● What you will do: Show every line from the items below that contains the word "Target".

[Entries from a point annotation set]
++++++++

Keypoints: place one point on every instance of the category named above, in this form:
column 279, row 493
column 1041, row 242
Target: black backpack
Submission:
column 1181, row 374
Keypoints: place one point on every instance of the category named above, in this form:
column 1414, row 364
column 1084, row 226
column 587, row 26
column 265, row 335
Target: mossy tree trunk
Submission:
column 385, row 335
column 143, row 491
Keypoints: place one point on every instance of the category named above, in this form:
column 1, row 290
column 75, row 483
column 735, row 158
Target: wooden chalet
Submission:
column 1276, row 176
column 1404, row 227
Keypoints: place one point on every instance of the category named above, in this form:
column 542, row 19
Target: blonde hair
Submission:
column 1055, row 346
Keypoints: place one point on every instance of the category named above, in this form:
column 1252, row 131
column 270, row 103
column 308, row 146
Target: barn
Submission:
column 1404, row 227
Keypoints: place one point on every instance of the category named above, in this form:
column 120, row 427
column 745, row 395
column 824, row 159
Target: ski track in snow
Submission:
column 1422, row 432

++++++++

● Finished answer:
Target: black backpack
Target: mossy tree trunk
Target: wooden chalet
Target: blonde hair
Target: barn
Target: ski track in snow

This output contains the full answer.